Tareas
- a) Según el texto sobre el amor, ¿qué es lo que nos cuesta adquirir y mucho más abandonar?
- b) Por favor, prosigue el texto sobre el amor a partir de su última oración.

Texto proporcionado
○ ○ ○ ○
Si algo he aprendido con el paso de los años es que
el amor no tiene límites. No los tiene. Se multiplica como el agua en la mar,
como la sal en los océanos, como el aire con el viento, como las estrellas en
el cielo de verano. Lo bueno es infinito, y podemos tomar, como ocurre con lo
nefasto, tanto como queramos. La opción es nuestra.
Hemos de añadir que somos animales de costumbres. Lo
somos en el doble sentido, porque a menudo no pensamos en cuanto hacemos y
porque nos dominan los hábitos, que nos cuesta adquirir y mucho más abandonar,
sobre todo cuando los usos nos vienen por atajos poco beneficiosos.
Por ello hemos de potenciar desde infantes el mejor
propósito, procurando un progreso compartido, extensivo, cierto, genuino por
realizable. Las frustraciones vienen cuando no somos capaces de aprender a
gestar amor, cuando no sabemos proyectarlo y vivirlo con esmero, dando y dando
hasta los territorios desconocidos, sabiendo que la ola crece tan alta como seamos
capaces de alzarla. Efectivamente, cuando no somos capaces de entregarnos en
cariño vienen crisis de afectos, de credibilidad en nosotros mismos, de
fortaleza interior, y todo lo demás, por construido que esté, se desmorona.
○ ○ ○ ○
Registros proporcionados
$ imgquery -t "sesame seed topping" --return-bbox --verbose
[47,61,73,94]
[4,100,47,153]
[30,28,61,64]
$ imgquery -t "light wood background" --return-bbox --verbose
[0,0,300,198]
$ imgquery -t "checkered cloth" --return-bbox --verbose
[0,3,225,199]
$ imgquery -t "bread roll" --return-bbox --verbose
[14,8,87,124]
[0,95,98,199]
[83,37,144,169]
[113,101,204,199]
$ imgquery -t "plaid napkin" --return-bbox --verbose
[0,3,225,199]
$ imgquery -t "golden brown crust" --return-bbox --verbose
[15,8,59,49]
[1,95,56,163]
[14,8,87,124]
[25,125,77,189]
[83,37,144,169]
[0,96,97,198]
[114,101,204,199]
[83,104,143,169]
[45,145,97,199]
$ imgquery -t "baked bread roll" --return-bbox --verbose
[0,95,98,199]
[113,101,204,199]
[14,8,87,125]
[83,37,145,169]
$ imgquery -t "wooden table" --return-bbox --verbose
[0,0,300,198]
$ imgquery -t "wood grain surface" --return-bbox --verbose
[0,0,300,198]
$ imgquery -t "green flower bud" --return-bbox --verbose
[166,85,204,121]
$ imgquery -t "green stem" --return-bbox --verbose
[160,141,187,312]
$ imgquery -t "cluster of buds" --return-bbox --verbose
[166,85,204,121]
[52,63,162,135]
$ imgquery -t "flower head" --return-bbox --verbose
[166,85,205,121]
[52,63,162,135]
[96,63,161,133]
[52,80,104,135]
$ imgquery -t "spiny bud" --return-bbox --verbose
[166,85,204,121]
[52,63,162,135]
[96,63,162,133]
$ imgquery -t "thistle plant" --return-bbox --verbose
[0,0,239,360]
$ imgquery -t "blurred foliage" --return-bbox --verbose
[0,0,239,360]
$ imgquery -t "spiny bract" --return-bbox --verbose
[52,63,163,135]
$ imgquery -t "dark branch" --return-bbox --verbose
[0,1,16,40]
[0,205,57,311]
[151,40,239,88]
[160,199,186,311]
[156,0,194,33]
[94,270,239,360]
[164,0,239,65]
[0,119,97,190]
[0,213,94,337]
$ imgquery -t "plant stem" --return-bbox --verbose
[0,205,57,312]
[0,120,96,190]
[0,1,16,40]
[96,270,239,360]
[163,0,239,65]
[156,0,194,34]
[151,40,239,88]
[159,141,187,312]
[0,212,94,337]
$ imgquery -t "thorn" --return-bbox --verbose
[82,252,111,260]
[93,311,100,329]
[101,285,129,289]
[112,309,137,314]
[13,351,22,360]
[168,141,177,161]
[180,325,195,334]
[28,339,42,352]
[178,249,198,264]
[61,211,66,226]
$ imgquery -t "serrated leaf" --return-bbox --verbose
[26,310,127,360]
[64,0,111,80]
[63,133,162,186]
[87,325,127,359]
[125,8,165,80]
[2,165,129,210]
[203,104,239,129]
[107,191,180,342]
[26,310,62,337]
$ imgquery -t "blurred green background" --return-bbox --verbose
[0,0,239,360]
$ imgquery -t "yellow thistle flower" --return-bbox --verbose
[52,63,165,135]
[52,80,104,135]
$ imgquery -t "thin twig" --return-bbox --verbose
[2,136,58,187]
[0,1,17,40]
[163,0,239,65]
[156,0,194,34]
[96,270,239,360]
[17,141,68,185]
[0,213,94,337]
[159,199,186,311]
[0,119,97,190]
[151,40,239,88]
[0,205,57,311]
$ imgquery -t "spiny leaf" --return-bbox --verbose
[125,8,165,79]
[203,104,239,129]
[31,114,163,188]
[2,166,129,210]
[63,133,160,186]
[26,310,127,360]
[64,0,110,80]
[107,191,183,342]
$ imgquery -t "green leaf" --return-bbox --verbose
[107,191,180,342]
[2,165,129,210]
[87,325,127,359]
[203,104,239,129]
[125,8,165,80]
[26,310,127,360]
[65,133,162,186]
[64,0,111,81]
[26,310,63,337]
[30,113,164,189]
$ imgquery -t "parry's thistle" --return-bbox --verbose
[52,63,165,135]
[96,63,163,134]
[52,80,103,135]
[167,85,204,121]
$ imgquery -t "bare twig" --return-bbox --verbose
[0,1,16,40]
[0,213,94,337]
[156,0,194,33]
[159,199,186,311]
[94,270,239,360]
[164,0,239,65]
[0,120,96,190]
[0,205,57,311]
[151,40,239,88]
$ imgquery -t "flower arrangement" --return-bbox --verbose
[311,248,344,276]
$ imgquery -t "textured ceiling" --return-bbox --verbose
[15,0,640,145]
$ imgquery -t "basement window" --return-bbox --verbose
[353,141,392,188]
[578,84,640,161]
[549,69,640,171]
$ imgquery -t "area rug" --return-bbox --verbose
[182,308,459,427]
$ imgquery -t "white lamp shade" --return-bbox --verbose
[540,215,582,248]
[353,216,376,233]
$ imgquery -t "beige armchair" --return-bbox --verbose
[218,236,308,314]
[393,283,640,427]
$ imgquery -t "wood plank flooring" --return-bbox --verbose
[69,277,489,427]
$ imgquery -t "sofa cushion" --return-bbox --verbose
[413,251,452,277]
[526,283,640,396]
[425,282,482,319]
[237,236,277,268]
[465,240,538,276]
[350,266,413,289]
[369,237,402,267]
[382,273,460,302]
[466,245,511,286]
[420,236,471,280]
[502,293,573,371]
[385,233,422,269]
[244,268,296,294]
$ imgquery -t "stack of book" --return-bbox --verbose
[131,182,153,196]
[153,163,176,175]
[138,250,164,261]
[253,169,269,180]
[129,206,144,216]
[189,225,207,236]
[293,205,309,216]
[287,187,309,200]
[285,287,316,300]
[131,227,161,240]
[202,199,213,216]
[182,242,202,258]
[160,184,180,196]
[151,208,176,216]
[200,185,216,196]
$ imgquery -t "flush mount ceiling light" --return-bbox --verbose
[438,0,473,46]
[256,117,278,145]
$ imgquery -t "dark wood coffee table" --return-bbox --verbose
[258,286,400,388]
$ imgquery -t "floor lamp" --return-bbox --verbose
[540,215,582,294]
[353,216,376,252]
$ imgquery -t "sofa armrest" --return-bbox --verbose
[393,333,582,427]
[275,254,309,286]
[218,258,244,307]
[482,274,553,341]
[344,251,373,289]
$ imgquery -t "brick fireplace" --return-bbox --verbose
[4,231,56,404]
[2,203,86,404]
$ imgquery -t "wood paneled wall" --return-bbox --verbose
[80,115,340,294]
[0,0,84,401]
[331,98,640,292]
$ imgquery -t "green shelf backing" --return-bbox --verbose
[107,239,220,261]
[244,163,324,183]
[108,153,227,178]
○ ○ ○ ○
Respuestas finales
- a) Los hábitos.

- b)
Decía San Agustín que el amor comienza por uno
mismo. Es verdad, y no desde una óptica egoísta, sino de cimentación de los
criterios de una auténtica democracia que nos puede transportar al porvenir
verdadero. El sentimiento es nuestro combustible, el verdadero impulsor de
cuanto nos toca vivir.
¡Cuántas cosas no ocurrirían si hubiera más amor!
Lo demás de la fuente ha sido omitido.